Document section.
☆ ☆ ☆ ☆ ☆ ☆ ☆

33

I have a data.table with a logical column. Why the name of the logical column can not be used directly for the i argument? See the example.

dt <- data.table(x = c(T, T, F, T), y = 1:4)

# Works
dt[dt$x]
dt[!dt$x]

# Works
dt[x == T]
dt[x == F]

# Does not work
dt[x]
dt[!x]
tk421
  • 5,775
  • 6
  • 23
  • 34
djhurio
  • 5,437
  • 4
  • 27
  • 48

3 Answers3

35

From ?data.table

Advanced: When i is a single variable name, it is not considered an expression of column names and is instead evaluated in calling scope.

So dt[x] will try to evaluate x in the calling scope (in this case the global environment)

You can get around this by using ( or { or force

dt[(x)]
dt[{x}]
dt[force(x)]
Henrik
  • 65,555
  • 14
  • 143
  • 159
mnel
  • 113,303
  • 27
  • 265
  • 254
  • (+1) interesting use of `force` function. How does `force` work in this case? How does it alter environment/scope? – Nishanth Apr 24 '13 at 12:21
  • A bit more info on _why_ [here](http://r.789695.n4.nabble.com/Indexing-by-a-logical-column-tp4665153p4665142.html). – Matt Dowle Apr 24 '13 at 12:26
  • `force` basically stops it being intepreted as a single variable (this is done with some computing on the call within `[.data.table`) `force` then forces the evaluation of `x`, which will return `x` within the data.table scope. – mnel Apr 24 '13 at 12:28
  • 1
    @e4e5f5 `force` works just because it makes `i` not a single name anymore. `dt[identity(x)]` would work for the same reason, or just `dt[(x)]` is easiest. I'm kinda liking `(x)` on the LHS of `:=` too, instead of `with=FALSE`, so `(x)` is starting to become idiomatic `data.table` (although it's more by happy accident than by design). – Matt Dowle Apr 24 '13 at 12:31
4

x is not defined in the global environment. If you try this,

> with(dt, dt[x])
      x y
1: TRUE 1
2: TRUE 2
3: TRUE 4

It would work. Or this:

> attach(dt)

☆ ☆ ☆ ☆ ☆ ☆ ☆

Task directions.
Answer these about the data.table thread:
1. According to the top answer, in which scope does dt[x] try to evaluate x?
2. Which function besides force does Matt Dowle say would make dt[...(x)] work for the same reason?
3. Which y values appear in the output of with(dt, dt[x])?
Rely on the data.table thread alone.

[Named region outline records]
☆ ☆ ☆ ☆ ☆ ☆ ☆

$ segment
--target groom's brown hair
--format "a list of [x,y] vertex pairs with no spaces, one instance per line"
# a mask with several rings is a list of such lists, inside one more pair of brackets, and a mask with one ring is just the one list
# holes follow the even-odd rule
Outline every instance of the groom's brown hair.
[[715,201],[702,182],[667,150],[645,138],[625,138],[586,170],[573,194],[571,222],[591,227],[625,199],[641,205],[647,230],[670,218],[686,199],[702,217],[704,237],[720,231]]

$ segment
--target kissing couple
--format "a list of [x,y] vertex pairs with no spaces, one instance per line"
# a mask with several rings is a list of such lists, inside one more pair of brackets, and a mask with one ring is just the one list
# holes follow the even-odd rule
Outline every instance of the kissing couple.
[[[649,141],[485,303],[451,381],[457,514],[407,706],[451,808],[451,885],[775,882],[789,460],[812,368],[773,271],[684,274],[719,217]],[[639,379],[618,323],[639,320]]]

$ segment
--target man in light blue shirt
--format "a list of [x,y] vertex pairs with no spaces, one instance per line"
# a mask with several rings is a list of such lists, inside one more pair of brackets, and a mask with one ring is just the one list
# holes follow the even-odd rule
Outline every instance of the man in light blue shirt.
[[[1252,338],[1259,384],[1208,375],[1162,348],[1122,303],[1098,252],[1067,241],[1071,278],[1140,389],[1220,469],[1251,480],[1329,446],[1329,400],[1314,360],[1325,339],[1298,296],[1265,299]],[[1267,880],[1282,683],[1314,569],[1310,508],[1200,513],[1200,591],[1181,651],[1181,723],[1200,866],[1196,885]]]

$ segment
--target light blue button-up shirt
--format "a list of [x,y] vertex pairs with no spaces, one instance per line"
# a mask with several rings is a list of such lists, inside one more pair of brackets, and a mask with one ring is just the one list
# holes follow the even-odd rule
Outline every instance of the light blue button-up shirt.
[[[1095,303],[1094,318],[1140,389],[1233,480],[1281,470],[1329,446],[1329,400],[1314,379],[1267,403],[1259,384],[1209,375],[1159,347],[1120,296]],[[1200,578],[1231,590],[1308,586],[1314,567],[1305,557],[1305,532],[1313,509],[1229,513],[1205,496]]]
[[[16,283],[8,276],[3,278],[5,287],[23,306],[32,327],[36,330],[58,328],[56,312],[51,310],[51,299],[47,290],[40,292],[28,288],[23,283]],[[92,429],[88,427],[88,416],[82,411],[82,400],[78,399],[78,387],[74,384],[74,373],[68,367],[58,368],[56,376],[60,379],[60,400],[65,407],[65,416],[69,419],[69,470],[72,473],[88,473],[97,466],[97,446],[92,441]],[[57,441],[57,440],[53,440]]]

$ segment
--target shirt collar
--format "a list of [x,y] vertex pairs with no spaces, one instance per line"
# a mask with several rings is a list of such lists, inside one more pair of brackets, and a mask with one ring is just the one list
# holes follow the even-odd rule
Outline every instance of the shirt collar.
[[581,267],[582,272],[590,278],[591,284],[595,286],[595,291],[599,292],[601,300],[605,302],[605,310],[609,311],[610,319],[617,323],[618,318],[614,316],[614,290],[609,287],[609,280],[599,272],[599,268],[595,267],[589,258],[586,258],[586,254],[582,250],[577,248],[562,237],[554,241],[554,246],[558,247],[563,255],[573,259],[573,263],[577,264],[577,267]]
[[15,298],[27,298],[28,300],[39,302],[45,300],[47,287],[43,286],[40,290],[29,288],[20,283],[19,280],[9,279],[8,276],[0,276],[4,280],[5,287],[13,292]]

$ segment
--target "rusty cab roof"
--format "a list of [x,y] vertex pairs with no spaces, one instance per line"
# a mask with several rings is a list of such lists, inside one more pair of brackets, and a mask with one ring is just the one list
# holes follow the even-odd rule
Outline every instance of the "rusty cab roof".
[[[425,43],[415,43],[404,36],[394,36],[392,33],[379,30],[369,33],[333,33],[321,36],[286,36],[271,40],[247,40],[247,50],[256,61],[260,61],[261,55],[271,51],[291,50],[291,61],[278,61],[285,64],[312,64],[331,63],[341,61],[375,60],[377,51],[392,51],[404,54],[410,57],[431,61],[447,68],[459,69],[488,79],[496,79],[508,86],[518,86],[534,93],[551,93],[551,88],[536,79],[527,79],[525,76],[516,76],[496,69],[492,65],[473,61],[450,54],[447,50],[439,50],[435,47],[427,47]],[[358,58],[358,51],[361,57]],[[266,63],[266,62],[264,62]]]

☆ ☆ ☆ ☆ ☆ ☆ ☆

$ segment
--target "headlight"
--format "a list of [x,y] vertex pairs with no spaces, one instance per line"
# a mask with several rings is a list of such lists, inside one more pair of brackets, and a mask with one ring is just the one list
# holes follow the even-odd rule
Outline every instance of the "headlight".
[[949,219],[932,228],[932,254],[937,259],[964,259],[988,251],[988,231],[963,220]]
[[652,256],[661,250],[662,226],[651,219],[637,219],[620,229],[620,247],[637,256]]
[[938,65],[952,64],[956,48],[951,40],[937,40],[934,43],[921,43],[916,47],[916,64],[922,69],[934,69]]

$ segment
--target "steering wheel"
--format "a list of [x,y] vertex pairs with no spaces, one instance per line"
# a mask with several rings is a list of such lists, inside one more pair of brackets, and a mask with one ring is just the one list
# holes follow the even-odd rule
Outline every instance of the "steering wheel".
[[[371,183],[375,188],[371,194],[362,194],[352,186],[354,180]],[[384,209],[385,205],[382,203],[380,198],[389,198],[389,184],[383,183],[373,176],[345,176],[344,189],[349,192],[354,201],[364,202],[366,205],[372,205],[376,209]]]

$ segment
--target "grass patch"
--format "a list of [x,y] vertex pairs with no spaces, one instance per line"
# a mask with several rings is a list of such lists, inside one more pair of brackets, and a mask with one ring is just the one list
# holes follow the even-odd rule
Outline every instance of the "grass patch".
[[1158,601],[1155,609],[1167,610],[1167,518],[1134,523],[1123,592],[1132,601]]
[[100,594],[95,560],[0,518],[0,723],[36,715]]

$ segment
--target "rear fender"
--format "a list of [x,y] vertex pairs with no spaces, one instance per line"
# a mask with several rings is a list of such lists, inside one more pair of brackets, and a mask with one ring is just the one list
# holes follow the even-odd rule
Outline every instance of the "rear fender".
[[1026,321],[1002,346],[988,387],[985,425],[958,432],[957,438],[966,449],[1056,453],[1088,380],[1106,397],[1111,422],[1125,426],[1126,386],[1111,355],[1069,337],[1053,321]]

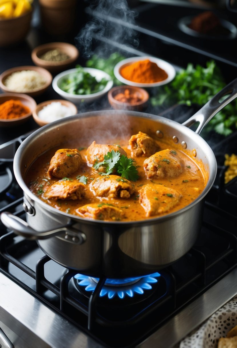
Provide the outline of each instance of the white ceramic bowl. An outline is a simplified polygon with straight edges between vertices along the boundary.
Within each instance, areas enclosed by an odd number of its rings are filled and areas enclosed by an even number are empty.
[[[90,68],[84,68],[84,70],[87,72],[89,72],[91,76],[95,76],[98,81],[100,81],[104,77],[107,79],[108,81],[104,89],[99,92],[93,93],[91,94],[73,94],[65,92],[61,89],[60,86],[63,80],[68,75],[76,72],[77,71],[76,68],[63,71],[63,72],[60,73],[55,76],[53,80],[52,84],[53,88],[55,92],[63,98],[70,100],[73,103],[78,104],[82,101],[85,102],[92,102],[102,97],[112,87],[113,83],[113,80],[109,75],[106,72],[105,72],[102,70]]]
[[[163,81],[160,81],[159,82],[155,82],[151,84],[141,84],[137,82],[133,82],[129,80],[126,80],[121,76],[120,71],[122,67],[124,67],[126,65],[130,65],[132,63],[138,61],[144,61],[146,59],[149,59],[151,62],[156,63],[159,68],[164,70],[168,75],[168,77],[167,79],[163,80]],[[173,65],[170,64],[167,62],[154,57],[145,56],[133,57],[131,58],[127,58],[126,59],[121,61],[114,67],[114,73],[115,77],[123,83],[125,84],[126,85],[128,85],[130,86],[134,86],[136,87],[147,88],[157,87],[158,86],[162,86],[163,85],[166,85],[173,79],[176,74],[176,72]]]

☆ ☆ ☆ ☆ ☆ ☆ ☆

Result of this exercise.
1. The calling scope, which in this case is the global environment.
2. identity, as in dt[identity(x)].
3. 1, 2 and 4.